*** SOURCE DOCUMENT ***

Session: 2 for 1: Easy AI Computational Benchmarking Across Multiple Cloud Resources/Linux OpenStack Kubernetes Infrastructure: A LOKI Stack

Easy AI Computational Benchmarking Across Multiple Cloud Resources – Dharhas Pothina

Determining the most efficient cloud hardware for training, evaluating, or deploying a deep learning model can be time consuming, and if the model runs on resources that are poorly chosen, the cost can be high. Historically, benchmarking AI model computational performance required sophisticated infrastructure or expensive SAAS products, which are often out of reach for teams without dedicated DevOps expertise or deep pockets.

All the tools needed to explore computational performance are available in the open source ecosystem. By combining these tools, we will show how to easily run computational performance tests across a range of cloud GPU resources for deep learning models, such as fine-tuning large language models (LLMs), to assess code quality and determine optimal resource usage.

*** End of SOURCE DOCUMENT ***

TASK SET:
[A] From the AI benchmarking session abstract, echo the passage that begins with the words "Determining the most" and ends after the words "optimal resource usage.".
[B] According to the AI benchmarking session abstract, where can all the tools needed to explore computational performance be found?

*** STUDY MATERIAL ***

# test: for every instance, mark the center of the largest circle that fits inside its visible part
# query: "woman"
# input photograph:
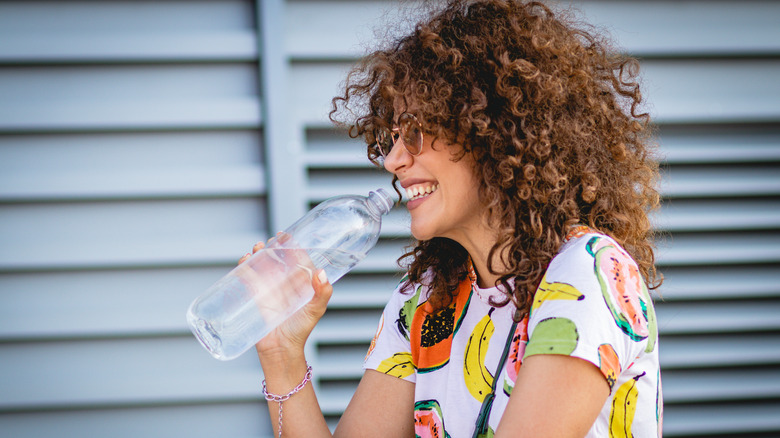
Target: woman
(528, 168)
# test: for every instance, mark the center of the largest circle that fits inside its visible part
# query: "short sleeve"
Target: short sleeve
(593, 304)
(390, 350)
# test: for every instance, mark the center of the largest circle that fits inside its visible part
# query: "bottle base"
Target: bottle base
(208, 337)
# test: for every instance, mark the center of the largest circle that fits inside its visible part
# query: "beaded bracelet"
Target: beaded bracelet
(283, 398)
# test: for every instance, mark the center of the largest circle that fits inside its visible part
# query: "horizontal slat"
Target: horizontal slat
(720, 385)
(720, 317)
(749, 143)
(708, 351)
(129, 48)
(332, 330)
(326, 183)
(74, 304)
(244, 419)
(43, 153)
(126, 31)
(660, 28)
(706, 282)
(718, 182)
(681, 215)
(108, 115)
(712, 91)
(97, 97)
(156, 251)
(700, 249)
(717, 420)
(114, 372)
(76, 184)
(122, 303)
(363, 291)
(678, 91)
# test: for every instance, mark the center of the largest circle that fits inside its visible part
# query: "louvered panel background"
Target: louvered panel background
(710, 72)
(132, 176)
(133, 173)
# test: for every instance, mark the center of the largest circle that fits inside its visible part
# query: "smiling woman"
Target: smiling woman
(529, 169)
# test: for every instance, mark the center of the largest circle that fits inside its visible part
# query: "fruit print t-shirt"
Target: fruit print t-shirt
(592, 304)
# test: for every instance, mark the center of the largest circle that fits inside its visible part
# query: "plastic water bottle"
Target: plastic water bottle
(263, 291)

*** End of STUDY MATERIAL ***
*** STUDY MATERIAL ***

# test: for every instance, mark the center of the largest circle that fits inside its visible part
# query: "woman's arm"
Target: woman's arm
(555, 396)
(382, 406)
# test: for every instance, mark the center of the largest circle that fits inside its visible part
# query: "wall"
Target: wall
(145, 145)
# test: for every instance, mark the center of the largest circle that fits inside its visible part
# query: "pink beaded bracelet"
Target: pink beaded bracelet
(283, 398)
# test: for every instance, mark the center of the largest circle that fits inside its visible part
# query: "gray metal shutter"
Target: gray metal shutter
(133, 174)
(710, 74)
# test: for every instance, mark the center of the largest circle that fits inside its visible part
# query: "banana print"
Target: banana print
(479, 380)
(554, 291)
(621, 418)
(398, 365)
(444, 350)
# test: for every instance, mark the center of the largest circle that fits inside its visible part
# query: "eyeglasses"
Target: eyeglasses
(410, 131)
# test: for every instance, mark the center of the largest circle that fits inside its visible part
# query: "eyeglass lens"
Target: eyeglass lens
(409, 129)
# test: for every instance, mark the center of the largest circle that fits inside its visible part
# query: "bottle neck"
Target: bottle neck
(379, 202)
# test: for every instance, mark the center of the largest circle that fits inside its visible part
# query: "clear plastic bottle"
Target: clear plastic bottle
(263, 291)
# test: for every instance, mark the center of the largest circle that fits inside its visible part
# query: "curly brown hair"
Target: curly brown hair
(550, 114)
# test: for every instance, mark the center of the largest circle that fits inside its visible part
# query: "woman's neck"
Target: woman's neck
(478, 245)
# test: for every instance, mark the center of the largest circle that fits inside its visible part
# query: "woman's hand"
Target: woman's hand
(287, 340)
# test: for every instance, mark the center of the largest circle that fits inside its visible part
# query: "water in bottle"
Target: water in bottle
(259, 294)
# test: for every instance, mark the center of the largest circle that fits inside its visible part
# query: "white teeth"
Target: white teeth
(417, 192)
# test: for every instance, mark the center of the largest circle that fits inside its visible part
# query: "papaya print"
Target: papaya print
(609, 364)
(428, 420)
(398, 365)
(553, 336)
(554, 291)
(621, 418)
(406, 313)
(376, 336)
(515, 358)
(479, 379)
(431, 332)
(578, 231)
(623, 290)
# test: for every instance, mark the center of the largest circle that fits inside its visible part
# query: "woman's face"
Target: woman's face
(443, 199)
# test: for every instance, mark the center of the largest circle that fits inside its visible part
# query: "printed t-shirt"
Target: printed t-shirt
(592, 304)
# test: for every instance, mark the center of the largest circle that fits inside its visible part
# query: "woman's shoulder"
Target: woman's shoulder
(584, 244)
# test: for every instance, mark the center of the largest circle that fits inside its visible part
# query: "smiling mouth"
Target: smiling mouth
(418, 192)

*** End of STUDY MATERIAL ***
*** STUDY MATERIAL ***

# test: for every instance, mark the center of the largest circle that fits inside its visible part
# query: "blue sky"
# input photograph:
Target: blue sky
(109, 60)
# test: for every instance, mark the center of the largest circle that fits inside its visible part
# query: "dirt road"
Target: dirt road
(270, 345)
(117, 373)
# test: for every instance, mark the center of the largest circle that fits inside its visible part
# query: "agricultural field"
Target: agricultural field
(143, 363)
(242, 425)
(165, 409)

*** End of STUDY MATERIAL ***

ANSWERS FOR EACH ITEM:
[A]
Determining the most efficient cloud hardware for training, evaluating, or deploying a deep learning model can be time consuming, and if the model runs on resources that are poorly chosen, the cost can be high. Historically, benchmarking AI model computational performance required sophisticated infrastructure or expensive SAAS products, which are often out of reach for teams without dedicated DevOps expertise or deep pockets.

All the tools needed to explore computational performance are available in the open source ecosystem. By combining these tools, we will show how to easily run computational performance tests across a range of cloud GPU resources for deep learning models, such as fine-tuning large language models (LLMs), to assess code quality and determine optimal resource usage.

[B] In the open source ecosystem.